What is required: Copy out every record precisely.
··· Supplied data
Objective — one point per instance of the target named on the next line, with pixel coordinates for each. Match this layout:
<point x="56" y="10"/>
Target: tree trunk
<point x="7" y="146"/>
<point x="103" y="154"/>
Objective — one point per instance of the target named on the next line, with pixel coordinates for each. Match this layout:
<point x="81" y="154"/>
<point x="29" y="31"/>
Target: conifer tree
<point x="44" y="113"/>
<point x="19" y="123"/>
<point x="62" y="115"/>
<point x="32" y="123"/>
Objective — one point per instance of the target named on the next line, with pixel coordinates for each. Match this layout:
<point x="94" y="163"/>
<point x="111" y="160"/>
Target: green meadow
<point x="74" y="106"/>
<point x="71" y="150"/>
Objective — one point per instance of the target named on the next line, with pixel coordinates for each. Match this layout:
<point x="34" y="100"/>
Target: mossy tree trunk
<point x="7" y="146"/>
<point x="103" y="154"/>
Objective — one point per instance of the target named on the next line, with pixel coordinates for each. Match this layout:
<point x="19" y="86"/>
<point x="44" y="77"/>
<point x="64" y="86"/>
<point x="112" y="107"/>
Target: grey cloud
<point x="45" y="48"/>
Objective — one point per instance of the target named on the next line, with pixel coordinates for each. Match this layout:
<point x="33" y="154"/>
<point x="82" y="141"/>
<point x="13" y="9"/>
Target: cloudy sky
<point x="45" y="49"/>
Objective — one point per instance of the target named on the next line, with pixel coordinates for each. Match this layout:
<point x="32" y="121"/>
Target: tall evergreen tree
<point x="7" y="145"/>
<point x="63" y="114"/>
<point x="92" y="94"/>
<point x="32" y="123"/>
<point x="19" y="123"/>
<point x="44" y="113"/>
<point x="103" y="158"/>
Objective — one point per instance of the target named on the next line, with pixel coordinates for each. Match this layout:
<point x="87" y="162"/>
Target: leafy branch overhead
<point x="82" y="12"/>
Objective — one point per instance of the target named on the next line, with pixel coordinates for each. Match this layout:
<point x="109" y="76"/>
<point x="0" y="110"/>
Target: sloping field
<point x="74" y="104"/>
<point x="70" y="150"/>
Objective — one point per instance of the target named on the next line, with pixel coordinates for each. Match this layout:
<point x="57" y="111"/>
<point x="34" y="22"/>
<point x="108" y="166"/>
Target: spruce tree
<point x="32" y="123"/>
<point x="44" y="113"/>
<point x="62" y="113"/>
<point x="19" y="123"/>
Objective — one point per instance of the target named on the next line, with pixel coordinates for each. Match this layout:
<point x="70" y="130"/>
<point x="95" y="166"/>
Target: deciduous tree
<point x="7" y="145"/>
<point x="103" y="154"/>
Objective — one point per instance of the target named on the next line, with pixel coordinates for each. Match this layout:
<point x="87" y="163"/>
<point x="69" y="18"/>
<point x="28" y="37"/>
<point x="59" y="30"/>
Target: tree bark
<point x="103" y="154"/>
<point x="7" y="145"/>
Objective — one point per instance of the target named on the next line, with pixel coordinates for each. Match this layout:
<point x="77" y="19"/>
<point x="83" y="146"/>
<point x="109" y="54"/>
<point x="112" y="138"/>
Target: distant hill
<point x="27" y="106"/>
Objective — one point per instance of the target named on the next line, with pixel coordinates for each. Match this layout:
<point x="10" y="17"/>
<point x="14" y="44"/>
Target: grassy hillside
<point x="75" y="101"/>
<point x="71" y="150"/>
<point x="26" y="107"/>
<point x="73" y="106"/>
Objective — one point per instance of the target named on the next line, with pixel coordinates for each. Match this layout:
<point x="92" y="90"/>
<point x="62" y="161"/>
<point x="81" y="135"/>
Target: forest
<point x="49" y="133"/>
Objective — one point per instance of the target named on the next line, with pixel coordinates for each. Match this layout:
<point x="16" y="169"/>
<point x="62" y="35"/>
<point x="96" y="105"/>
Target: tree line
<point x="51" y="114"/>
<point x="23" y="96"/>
······
Exercise solution:
Objective — one point per instance of the target named on the next line, with pixel coordinates for each. Match this layout:
<point x="56" y="10"/>
Target: tree trunk
<point x="7" y="146"/>
<point x="103" y="154"/>
Objective — one point per instance of the target named on the next line, with pixel coordinates for each. Match this layout:
<point x="81" y="154"/>
<point x="29" y="31"/>
Target: conifer tree
<point x="44" y="113"/>
<point x="19" y="123"/>
<point x="62" y="115"/>
<point x="32" y="123"/>
Objective — one point per instance of the target named on the next line, with pixel coordinates for each. Match this layout:
<point x="94" y="163"/>
<point x="111" y="160"/>
Target: green meadow
<point x="74" y="106"/>
<point x="71" y="150"/>
Objective — one point per instance of the target named on the next line, with pixel coordinates for each. Match this layout:
<point x="34" y="100"/>
Target: mossy tree trunk
<point x="7" y="146"/>
<point x="103" y="154"/>
Objective — one point per instance of the target named on the next line, with pixel coordinates for each. Match this layout:
<point x="19" y="86"/>
<point x="44" y="77"/>
<point x="64" y="86"/>
<point x="112" y="107"/>
Target: grey cloud
<point x="45" y="48"/>
Objective — one point per instance of the target named on the next line, with pixel coordinates for each. Match this layout:
<point x="33" y="154"/>
<point x="82" y="141"/>
<point x="13" y="9"/>
Target: cloudy sky
<point x="45" y="49"/>
Objective — one point per instance of the target named on the next line, with pixel coordinates for each. Match this layout:
<point x="32" y="121"/>
Target: tall evergreen tree
<point x="7" y="145"/>
<point x="63" y="114"/>
<point x="92" y="94"/>
<point x="32" y="123"/>
<point x="19" y="123"/>
<point x="44" y="113"/>
<point x="103" y="158"/>
Objective — one point per instance of the target named on the next line, with pixel coordinates for each. Match this layout:
<point x="87" y="162"/>
Target: leafy branch overhead
<point x="82" y="12"/>
Objective — one point per instance of the target named on the next line, with pixel coordinates for each. Match this layout:
<point x="109" y="76"/>
<point x="0" y="110"/>
Target: sloping field
<point x="74" y="104"/>
<point x="70" y="150"/>
Objective — one point per instance of the target named on the next line, with pixel coordinates for each. Match this layout:
<point x="57" y="111"/>
<point x="34" y="22"/>
<point x="108" y="166"/>
Target: spruce tree
<point x="32" y="123"/>
<point x="44" y="113"/>
<point x="62" y="113"/>
<point x="19" y="123"/>
Objective — one point per instance of the target named on the next line, with pixel coordinates for each. Match this layout:
<point x="70" y="130"/>
<point x="95" y="166"/>
Target: deciduous tree
<point x="7" y="145"/>
<point x="103" y="154"/>
Objective — one point per instance of the target named on the next line, with pixel coordinates for each. Match this layout:
<point x="87" y="163"/>
<point x="69" y="18"/>
<point x="28" y="37"/>
<point x="59" y="30"/>
Target: tree bark
<point x="103" y="154"/>
<point x="7" y="145"/>
Objective — one point per instance of the target named on the next line, with pixel coordinates for each. Match this layout:
<point x="77" y="19"/>
<point x="83" y="146"/>
<point x="109" y="54"/>
<point x="112" y="138"/>
Target: distant hill
<point x="27" y="106"/>
Objective — one point per instance of the target named on the next line, with pixel coordinates for each. Match this layout:
<point x="10" y="17"/>
<point x="14" y="44"/>
Target: grassy hillside
<point x="75" y="101"/>
<point x="71" y="150"/>
<point x="26" y="107"/>
<point x="73" y="106"/>
Objective — one point per instance of the target named on the next line, with pixel coordinates for each. Match this layout:
<point x="92" y="90"/>
<point x="62" y="161"/>
<point x="81" y="135"/>
Target: forest
<point x="49" y="133"/>
Objective — one point per instance of the target named on the next line, with pixel coordinates for each. Match this layout:
<point x="16" y="169"/>
<point x="62" y="35"/>
<point x="96" y="105"/>
Target: tree line
<point x="51" y="114"/>
<point x="23" y="96"/>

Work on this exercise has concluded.